- **Source document**
HMP/YOI Deerbolt
- Interactive map of HMP/YOI Deerbolt
- Location: Barnard Castle, County Durham;
- Security class: Young Offenders
- Capacity: 513
- Population: 421 (January 2025)
- Opened: 1973
- Managed by: HM Prison Services
- Governor: Melanie Stobbart
- Website: Deerbolt at justice.gov.uk

= HM Prison Deerbolt =

Young offenders prison in County Durham, England

HM Prison Deerbolt is a male Category C Training Prison in Barnard Castle, County Durham, England. The prison is operated by His Majesty's Prison Service.

==History==
Deerbolt prison opened in 1973, on the site of a former army camp.

In 1999 four inmates escaped from Deerbolt while with an outside working party. A year later a report from His Majesty's Chief Inspector of Prisons stated that Deerbolt was dangerously overcrowded, with too many inmates and too few resources.

[Records taken from a collection]
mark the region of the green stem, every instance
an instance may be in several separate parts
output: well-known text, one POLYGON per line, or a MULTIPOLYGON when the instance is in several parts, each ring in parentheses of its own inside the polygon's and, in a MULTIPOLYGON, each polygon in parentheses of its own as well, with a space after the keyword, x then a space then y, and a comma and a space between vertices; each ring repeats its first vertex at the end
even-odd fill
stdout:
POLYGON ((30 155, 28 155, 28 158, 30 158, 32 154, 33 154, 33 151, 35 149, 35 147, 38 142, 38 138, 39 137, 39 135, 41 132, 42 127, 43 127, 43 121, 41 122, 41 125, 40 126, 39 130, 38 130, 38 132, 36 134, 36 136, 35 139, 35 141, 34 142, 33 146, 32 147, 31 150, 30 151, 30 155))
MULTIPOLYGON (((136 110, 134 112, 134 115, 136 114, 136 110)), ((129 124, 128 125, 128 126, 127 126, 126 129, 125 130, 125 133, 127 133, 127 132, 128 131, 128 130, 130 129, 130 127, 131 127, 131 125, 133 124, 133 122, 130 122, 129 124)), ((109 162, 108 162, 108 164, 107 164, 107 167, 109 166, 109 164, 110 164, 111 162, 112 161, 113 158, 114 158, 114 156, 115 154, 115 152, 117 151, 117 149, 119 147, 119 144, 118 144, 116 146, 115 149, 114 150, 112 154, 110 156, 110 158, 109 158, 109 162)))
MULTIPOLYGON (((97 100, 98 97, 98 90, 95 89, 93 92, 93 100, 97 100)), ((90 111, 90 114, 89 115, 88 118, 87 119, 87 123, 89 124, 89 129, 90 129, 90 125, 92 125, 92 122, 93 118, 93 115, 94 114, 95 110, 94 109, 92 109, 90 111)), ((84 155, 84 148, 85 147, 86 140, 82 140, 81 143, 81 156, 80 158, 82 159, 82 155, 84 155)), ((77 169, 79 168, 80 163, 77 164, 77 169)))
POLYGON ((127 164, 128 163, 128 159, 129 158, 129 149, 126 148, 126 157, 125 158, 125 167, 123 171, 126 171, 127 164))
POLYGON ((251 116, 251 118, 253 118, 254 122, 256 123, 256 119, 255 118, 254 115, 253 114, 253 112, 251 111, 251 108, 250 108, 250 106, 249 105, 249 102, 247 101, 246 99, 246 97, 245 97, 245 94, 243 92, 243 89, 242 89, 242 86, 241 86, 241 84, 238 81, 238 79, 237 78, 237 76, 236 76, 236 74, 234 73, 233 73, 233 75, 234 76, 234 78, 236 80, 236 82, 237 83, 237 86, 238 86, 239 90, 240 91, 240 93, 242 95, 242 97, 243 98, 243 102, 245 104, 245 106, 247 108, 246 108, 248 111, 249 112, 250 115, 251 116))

- **Try it**
In the Deerbolt prison text, start at the words "In 1999 four" and stop after "too few resources.". Change "too few resources" to "too little funding" and give that passage again.

- **Result**
In 1999 four inmates escaped from Deerbolt while with an outside working party. A year later a report from His Majesty's Chief Inspector of Prisons stated that Deerbolt was dangerously overcrowded, with too many inmates and too little funding.